■ SELECTED TEXT ■
###

Three Ways Your Approach to Privacy Is at Risk

Guy Pearce
Author: Guy Pearce
Date Published: 13 November 2020

At the federal (or national) level, the risk associated with outdated privacy laws has received good coverage.1, 2, 3, 4, 5 What has received less coverage is how outdated—and, therefore, risky—organizational approaches to privacy can become, in spite of the old approaches being periodically updated with privacy legislation changes. While there are many areas where this risk occurs within an organization, there three areas of particular importance to consider.

Unmaintained Privacy Impact Assessment Templates

Privacy impact assessments (PIAs) present a structured approach to assessing the potential privacy consequences of a diversity of organizational initiatives. PIAs can provide privacy officers with a well-defined and repeatable means to analyze not only the use of sensitive data in enterprise projects, but also the impact of the initiative on people and organizations, and even on organizational communication. Although they can be an excellent general privacy risk control, PIAs need to be kept current.

It is important to consider when last you evaluated the appropriateness of your organization’s PIAs in the context of rapidly changing societal and legislative privacy requirements and expectations. It is helpful to ask the following questions:

  • Is the original driver or terms of reference of your PIA6 still valid?
  • Is the applicability of the PIA well defined, or is it blurred across multiple activities, the variety of which may better be served by individual PIAs?

###

Can you repeat, word for word, the stretch of the privacy article that starts at "At the federal" and stops after "importance to consider."?

Named object pointing entries
###

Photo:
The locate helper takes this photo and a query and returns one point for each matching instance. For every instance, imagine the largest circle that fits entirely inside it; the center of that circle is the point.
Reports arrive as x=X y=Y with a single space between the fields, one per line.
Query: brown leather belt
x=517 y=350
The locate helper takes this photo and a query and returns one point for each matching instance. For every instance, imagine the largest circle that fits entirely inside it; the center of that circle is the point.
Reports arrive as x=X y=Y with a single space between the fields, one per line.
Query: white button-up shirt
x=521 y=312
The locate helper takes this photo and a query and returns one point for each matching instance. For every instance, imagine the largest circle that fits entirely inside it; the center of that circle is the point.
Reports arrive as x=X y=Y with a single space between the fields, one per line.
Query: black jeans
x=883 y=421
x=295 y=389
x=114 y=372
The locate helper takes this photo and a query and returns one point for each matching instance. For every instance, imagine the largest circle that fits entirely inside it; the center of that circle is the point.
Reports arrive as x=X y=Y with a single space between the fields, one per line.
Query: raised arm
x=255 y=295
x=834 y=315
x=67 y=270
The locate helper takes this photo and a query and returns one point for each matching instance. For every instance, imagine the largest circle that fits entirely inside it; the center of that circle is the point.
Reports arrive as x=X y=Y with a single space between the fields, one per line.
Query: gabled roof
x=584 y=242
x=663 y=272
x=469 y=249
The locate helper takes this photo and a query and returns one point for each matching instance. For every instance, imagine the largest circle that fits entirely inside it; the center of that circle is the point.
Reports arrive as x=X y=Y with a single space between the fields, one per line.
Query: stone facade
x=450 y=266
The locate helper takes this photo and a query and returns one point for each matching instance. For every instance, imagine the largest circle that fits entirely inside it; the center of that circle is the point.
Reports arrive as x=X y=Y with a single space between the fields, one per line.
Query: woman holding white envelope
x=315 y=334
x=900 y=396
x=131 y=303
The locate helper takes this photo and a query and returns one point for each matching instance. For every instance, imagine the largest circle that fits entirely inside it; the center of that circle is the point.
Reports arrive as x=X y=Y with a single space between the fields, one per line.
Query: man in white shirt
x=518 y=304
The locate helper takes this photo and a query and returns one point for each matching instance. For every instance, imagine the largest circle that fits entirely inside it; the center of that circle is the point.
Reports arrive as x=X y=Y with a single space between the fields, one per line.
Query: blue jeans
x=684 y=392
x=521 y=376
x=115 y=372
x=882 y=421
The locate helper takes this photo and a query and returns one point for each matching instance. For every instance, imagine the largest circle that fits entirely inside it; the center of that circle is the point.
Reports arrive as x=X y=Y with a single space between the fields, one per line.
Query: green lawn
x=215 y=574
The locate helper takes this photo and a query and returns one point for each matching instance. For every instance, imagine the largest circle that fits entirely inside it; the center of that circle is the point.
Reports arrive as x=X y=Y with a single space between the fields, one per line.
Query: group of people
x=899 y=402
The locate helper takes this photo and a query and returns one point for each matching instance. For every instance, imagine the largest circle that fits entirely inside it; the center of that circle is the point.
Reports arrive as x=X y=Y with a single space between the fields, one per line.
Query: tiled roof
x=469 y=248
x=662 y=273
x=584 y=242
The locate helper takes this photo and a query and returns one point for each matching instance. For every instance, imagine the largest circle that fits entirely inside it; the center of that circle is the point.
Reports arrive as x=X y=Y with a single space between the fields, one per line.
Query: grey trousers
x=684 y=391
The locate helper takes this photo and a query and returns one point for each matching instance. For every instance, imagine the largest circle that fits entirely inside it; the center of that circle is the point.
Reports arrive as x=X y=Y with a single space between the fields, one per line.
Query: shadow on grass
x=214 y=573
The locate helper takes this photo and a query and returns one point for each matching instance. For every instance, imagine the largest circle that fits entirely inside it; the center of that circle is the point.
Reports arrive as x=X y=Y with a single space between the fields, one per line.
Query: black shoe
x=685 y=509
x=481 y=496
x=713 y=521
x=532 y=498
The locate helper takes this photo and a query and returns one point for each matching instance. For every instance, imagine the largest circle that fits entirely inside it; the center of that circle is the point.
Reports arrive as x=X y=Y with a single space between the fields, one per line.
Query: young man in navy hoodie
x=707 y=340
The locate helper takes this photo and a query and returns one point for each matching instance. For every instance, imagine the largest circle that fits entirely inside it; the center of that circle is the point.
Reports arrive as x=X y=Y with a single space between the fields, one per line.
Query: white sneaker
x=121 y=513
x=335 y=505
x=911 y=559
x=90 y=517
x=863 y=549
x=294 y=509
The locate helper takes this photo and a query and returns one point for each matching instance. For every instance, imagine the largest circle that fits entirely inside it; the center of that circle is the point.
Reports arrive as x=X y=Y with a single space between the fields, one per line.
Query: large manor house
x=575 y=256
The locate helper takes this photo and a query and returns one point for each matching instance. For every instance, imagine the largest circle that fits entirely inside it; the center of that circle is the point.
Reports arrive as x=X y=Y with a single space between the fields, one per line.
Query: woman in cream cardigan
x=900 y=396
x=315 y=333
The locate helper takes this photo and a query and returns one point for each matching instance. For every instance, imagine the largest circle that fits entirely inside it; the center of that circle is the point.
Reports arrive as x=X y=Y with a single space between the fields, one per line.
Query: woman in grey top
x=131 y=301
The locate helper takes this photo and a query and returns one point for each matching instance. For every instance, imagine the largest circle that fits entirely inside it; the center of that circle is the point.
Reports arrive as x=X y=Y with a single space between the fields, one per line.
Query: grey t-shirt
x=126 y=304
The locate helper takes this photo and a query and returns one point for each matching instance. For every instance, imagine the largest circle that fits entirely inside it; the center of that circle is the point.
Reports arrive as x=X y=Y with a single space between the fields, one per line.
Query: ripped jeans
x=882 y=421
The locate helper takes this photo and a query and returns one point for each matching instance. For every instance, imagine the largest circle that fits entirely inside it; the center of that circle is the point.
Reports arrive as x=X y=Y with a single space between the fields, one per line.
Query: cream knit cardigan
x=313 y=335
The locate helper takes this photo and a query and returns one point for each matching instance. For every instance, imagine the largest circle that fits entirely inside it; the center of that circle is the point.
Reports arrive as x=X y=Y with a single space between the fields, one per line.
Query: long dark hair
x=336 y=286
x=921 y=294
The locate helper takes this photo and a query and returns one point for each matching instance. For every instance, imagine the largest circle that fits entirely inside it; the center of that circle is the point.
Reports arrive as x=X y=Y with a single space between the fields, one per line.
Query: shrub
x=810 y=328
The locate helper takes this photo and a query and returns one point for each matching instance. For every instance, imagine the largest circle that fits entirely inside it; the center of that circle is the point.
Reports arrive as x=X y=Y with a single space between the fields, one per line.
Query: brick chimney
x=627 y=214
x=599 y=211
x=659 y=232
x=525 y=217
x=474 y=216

###

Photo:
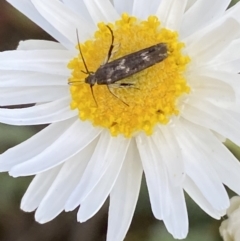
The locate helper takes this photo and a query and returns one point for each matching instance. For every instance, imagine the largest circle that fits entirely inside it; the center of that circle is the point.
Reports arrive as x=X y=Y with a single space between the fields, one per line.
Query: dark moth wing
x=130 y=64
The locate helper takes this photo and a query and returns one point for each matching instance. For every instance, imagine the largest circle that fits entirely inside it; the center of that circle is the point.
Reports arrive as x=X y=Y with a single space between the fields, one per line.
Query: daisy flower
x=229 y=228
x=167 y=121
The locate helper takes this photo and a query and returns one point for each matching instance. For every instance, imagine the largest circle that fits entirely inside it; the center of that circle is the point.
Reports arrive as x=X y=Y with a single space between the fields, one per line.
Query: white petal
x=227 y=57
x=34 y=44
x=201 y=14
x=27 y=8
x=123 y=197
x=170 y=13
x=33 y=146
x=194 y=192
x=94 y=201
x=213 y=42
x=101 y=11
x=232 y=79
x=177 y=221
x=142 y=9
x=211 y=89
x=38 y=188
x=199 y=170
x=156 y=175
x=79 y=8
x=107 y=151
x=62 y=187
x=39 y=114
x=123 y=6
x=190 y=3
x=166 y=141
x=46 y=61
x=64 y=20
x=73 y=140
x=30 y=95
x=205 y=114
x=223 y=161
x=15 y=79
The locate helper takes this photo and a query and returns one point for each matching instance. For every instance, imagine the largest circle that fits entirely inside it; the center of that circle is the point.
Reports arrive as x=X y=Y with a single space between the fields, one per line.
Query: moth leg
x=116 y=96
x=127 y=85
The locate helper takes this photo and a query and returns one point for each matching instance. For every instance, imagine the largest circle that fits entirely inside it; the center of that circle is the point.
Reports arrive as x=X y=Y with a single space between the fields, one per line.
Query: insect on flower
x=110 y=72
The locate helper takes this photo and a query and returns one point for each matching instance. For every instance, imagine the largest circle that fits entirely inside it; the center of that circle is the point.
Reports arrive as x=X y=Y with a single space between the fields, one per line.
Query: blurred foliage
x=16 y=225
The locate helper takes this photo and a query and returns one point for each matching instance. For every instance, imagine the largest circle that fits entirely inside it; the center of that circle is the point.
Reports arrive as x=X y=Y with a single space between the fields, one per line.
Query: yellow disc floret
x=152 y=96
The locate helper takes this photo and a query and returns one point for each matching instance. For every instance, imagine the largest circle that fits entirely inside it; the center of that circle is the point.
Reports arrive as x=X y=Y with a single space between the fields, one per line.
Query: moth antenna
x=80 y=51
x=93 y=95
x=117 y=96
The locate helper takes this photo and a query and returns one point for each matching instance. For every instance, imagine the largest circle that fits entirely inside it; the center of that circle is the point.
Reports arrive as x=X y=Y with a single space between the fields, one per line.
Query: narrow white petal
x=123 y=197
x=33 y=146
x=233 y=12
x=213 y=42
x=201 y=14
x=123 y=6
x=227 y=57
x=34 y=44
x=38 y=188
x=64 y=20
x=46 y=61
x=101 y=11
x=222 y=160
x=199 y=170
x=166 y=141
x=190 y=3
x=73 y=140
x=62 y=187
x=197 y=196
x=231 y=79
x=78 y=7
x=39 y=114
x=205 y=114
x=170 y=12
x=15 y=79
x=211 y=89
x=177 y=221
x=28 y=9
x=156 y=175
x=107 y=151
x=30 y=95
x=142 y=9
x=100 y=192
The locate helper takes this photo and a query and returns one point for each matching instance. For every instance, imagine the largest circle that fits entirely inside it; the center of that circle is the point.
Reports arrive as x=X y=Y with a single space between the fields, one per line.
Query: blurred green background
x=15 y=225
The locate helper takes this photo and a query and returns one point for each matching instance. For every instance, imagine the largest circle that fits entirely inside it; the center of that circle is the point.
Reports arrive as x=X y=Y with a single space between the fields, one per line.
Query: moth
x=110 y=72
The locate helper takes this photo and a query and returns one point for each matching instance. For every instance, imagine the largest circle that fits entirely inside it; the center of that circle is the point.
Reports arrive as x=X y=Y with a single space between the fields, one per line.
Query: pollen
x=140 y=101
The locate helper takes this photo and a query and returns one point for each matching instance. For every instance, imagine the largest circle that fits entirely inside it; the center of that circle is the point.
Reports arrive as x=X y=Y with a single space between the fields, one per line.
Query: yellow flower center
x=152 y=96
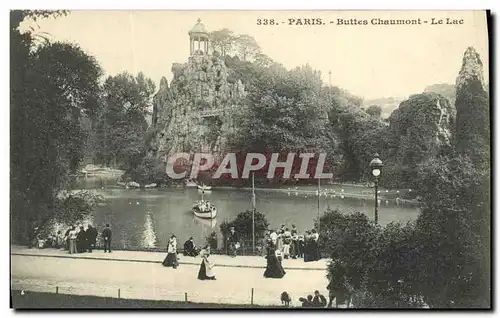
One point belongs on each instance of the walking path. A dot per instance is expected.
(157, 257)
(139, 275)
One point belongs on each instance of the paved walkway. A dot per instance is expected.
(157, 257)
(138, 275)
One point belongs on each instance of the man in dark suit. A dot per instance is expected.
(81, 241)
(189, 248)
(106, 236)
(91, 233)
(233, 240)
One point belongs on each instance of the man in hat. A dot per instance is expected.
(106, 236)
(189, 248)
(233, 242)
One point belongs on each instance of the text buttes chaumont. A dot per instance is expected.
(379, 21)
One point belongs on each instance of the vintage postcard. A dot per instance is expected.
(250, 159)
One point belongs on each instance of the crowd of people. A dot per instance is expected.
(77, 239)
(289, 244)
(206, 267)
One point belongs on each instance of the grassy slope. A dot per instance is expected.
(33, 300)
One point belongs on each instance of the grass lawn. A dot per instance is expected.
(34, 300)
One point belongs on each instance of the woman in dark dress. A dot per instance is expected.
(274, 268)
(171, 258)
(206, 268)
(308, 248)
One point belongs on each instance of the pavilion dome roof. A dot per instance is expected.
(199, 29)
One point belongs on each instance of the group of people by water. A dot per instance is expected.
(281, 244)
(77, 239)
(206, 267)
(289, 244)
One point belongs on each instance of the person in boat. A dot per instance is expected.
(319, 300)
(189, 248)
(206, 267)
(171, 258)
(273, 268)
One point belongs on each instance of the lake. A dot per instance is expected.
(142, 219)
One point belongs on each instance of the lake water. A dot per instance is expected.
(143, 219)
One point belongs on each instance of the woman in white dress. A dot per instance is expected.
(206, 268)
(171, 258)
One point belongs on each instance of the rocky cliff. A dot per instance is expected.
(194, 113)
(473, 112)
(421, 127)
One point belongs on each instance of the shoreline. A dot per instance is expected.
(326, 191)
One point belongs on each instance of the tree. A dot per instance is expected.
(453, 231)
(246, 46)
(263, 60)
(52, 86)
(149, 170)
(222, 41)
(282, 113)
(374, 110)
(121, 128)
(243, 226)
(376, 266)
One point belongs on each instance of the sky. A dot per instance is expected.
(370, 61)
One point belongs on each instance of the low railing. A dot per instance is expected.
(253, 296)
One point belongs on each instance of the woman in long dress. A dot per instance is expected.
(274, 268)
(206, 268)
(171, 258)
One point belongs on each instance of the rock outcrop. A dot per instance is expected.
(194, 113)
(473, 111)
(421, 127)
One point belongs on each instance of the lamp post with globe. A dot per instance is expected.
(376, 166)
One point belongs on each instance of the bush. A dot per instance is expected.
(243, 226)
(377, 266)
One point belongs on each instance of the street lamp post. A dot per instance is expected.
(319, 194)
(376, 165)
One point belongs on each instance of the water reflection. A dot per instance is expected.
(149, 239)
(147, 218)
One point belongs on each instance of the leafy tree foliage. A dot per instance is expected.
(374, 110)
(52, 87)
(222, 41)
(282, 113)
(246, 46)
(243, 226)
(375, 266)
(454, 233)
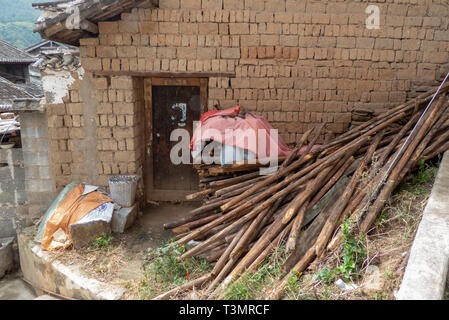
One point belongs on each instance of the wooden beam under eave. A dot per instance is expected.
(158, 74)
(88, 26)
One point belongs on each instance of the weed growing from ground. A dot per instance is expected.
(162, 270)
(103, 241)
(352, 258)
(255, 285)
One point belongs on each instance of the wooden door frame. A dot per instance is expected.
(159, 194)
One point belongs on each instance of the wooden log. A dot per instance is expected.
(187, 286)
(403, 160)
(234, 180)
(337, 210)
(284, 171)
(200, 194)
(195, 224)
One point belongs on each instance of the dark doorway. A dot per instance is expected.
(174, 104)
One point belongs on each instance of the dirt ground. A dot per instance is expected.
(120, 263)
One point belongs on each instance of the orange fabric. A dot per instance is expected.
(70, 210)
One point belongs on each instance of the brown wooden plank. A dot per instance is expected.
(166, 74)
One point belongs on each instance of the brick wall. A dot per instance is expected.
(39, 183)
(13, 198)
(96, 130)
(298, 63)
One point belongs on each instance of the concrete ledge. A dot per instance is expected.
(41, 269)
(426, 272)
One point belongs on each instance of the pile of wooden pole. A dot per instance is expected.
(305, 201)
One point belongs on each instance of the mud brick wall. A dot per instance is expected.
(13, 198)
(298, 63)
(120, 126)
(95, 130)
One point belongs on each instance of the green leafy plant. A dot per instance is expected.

###

■ TASK SOLUTION ■
At the federal (or national) level, the risk associated with outdated privacy laws has received good coverage.1, 2, 3, 4, 5 What has received less coverage is how outdated—and, therefore, risky—organizational approaches to privacy can become, in spite of the old approaches being periodically updated with privacy legislation changes. While there are many areas where this risk occurs within an organization, there three areas of particular importance to consider.